**WHAT IS NEEDED:** Please rewrite all the records below, replacing "Write your answer below" with "Record your answer below" and leaving everything else unchanged.

Items from a labeling collection
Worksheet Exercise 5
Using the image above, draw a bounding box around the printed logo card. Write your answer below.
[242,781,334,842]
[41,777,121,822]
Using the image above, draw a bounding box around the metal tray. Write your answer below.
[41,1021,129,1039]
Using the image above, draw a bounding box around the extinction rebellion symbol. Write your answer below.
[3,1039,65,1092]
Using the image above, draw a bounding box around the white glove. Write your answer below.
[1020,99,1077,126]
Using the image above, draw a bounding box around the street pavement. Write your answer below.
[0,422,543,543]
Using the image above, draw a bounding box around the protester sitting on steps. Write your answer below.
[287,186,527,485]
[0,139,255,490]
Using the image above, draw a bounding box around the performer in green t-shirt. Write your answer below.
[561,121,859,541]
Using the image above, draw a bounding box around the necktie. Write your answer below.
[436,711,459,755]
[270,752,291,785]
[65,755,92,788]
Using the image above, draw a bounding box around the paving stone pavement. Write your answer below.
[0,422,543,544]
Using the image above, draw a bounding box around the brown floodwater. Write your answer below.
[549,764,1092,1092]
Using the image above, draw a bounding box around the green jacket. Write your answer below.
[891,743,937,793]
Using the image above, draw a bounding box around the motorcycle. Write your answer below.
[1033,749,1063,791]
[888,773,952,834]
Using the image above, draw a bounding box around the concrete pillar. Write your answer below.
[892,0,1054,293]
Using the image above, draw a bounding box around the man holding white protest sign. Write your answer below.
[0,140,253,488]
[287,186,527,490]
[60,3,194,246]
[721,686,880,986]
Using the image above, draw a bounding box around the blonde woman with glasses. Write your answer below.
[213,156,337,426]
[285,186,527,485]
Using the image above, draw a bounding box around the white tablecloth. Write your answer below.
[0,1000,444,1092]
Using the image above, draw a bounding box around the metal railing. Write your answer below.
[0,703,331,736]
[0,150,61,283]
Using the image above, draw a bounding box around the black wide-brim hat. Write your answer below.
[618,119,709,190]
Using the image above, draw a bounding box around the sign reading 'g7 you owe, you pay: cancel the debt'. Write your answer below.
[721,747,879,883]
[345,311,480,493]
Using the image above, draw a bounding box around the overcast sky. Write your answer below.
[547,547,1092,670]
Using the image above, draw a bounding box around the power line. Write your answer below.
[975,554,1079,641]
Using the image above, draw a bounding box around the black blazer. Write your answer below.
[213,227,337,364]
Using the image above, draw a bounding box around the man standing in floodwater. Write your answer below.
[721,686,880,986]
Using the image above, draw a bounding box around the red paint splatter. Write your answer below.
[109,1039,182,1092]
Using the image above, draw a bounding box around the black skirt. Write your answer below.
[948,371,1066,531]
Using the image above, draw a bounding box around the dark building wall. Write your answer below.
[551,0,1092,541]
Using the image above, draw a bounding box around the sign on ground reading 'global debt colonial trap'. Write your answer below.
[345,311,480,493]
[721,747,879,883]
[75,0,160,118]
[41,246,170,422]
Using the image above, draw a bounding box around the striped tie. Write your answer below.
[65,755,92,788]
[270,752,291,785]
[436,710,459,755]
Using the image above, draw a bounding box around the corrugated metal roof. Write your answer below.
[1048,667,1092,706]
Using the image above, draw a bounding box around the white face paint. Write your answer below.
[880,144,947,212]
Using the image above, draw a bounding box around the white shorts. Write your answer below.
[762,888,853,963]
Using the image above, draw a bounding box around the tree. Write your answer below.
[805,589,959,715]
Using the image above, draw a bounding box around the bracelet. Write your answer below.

**RESULT BELOW:**
Worksheet Exercise 5
Using the image above, draw a bounding box around the printed logo card. Record your answer below.
[242,781,334,842]
[41,777,121,822]
Using the image above, draw a bounding box around the metal tray. Record your answer below.
[41,1021,129,1039]
Using the image above, draw a bounding box around the extinction rebellion symbol. Record your answer below.
[3,1039,65,1092]
Using the image above, draw a bounding box around the white glove. Record your answer below.
[1020,99,1077,126]
Using the image above, draw a bounding box around the street pavement. Record your answer below.
[0,422,543,543]
Using the image above, draw a bounding box around the protester sitting on steps. Record your answer below.
[287,186,527,485]
[0,139,255,490]
Using the image above, draw a bounding box around the performer in green t-shirt. Record your answer below.
[561,121,859,541]
Using the image above, draw a bounding box around the necktie. Record your answer below.
[436,711,459,755]
[270,752,291,785]
[65,755,92,788]
Using the image above, draw a bounding box around the paving stone pavement. Record your answer below.
[0,422,543,544]
Using the image above, draw a bounding box around the brown floodwater. Record your answer below.
[549,764,1092,1092]
Using the image above, draw a bounding box around the green jacket. Record your answer below.
[891,743,937,793]
Using the image above, draw a bounding box around the motorcycle. Record your answer below.
[1033,749,1063,791]
[888,773,952,834]
Using the image above, draw a bounding box around the concrete pillar. Record your answer below.
[892,0,1054,293]
Using the image above, draw a bounding box around the man holding white protest sign. Record your answer below.
[0,140,253,488]
[287,186,527,490]
[60,3,194,246]
[721,686,880,986]
Using the image above, draw a bounding box around the blonde woman with glasses. Record your answer below.
[213,156,337,426]
[285,186,527,485]
Using the image above, draw a bounding box around the white tablecloth. Record your answer below.
[0,1000,444,1092]
Using the image above, draw a bounding box around the metal railing. Record your answer below.
[0,703,331,736]
[0,150,61,283]
Using the image above, draw a bounding box around the black wide-brim hat. Record your answer below.
[618,119,709,190]
Using the image above, draw a bounding box around the sign reading 'g7 you owe, you pay: cancel the debt'. Record your answer below.
[721,747,879,883]
[345,311,480,493]
Using the image above, draw a bounding box around the overcast sky. Record your answer below.
[547,547,1092,670]
Using the image above, draw a bounding box around the power line. Record your answer below.
[975,554,1079,641]
Using the image above, draw a bounding box around the black blazer. Record your answer below.
[213,227,337,364]
Using the image above, draw a bounding box around the man standing in floodwater. Record your answer below.
[721,686,880,986]
Using the image above, draw a bounding box around the red paint splatter. Record your answer below.
[109,1039,182,1092]
Using the image above, draw a bounding box around the black skirt. Record your answer below.
[948,371,1066,531]
Using the image above, draw a bounding box around the dark building wall. Record your answer below.
[551,0,1092,541]
Using the image above, draw a bounding box around the sign on ground reading 'global debt colonial trap'. Record your answer below.
[345,311,480,493]
[721,747,879,883]
[75,0,160,118]
[41,246,170,422]
Using the image above, draw a bounding box around the striped tie. Record your answer below.
[65,755,92,788]
[270,752,291,785]
[436,710,459,755]
Using the image above, draw a bounding box around the corrugated metal roof. Record your answer below.
[1048,667,1092,706]
Using the image above, draw a bounding box around the white face paint. Record your answer below.
[880,144,947,212]
Using the image above, draw a bounding box around the white shorts. Record your answer below.
[762,888,853,963]
Using the image above, draw a bounding box around the tree. Record your answer below.
[805,589,959,715]
Using the image above, draw a bounding box around the bracelet. Record your answer below.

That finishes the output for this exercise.